■ **Provided passage**
———
On Wednesday, Gromyko planned to spend much of the day--at least four hours and possibly up to eight--with Secretary of State George Shultz at the U.S. Mission to the U.N. The Americans wanted to raise a wide variety of regional and bilateral issues during this session, including such disagreeable matters as Soviet aid to antigovernment rebels in El Salvador, Moscow's ties to the Sandinista government in Nicaragua and the continuing crackdown on freedoms in Poland. Shultz was prepared even to broach the subject of human rights in the Soviet Union, according to a senior White House official, primarily to satisfy various East European constituencies that take note of such frequently hopeless exchanges. Said a U.S. diplomat: "We will have our say, and Gromyko will just have to listen." The specific U.S. objective that Shultz wanted to emphasize most strongly was Soviet agreement on further, regular meetings between the two sides at the ministerial level. These would cover a range of subjects, most important a continuing search for ways to resume arms-control talks.

Gromyko's session with Mondale on Thursday was almost certain to be short on substance and long on exhortations for both sides to resume negotiating. For Mondale even to hint that he was actually dealing with Gromyko on matters about which he and Reagan are known to disagree would cause a political fire storm, throwing the Democratic challenger open to the charge of disloyalty. Mondale was the first to disclaim any such intention. "America has only one President at a time," he said he would tell the Soviet Foreign Minister. "When Mr. Reagan speaks to you on the 28th, he speaks for all Americans." Added David Aaron, Mondale's chief foreign affairs adviser: "He will support the idea of talks, period."

Mondale also intended to ask the Soviet Foreign Minister for his views on major issues, and perhaps to respond to them as a private citizen. But primarily he was determined to use the meeting as a reminder of his experience in East-West affairs, pointing out that as Senator and Vice President he had three discussions with Gromyko. The Soviet Foreign Minister, who in all probability viewed his meeting with Mondale mainly as a courtesy gesture, was unlikely to offer anything not already passed on to Shultz. By mutual consent, no communique describing either the tone or the content of the meeting was planned.
———
■ **Source material**
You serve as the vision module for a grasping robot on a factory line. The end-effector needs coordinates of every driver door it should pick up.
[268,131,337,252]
———
■ **Parts of the exercise**
1) In the passage on Gromyko's meetings, how many discussions did Mondale have with Gromyko as Senator and Vice President?
2) Write out the passage on Gromyko's meetings, everything from "Mondale also intended" down to "meeting was planned.".
3) Write what comes next in the passage on Gromyko's meetings with Shultz and Mondale, starting after its last sentence.

■ **Expected answers**
1) Three

2)
Mondale also intended to ask the Soviet Foreign Minister for his views on major issues, and perhaps to respond to them as a private citizen. But primarily he was determined to use the meeting as a reminder of his experience in East-West affairs, pointing out that as Senator and Vice President he had three discussions with Gromyko. The Soviet Foreign Minister, who in all probability viewed his meeting with Mondale mainly as a courtesy gesture, was unlikely to offer anything not already passed on to Shultz. By mutual consent, no communique describing either the tone or the content of the meeting was planned.

3)
Gromyko gets a chance to speak his mind to the General Assembly on Thursday. The address had originally been set for Tuesday, before he sat down with either Shultz or Reagan. But after his arrival in New York, Gromyko cagily rescheduled to the later date for "technical reasons." That would give him the option to tone down the expected tough line of the speech if he wanted to respond favorably to Reagan's address or to overtures made by Shultz in private. Most analysts predicted that Gromyko would stick to his original text. "He will probably give us a good deal of tough stuff and lay out old positions as new Soviet initiatives," says a senior Kremlinologist in Washington. "But there may well be a subtle line or two indicating whether the Russians are ready to do some real business."

Then, on Friday, Gromyko heads for the main event of the week: his discussion with Reagan at the White House. The President prepared for his first encounter with high-level Soviet officialdom by reviewing thoroughly the numerous proposals made by the U.S. over the past ten months to get arms negotiations back on track, as well as memos from Shultz and former Secretary of State Alexander Haig on their previous conversations with Gromyko. As has been the case throughout his Administration, Reagan received conflicting advice from two ideologically opposed schools of influence around him.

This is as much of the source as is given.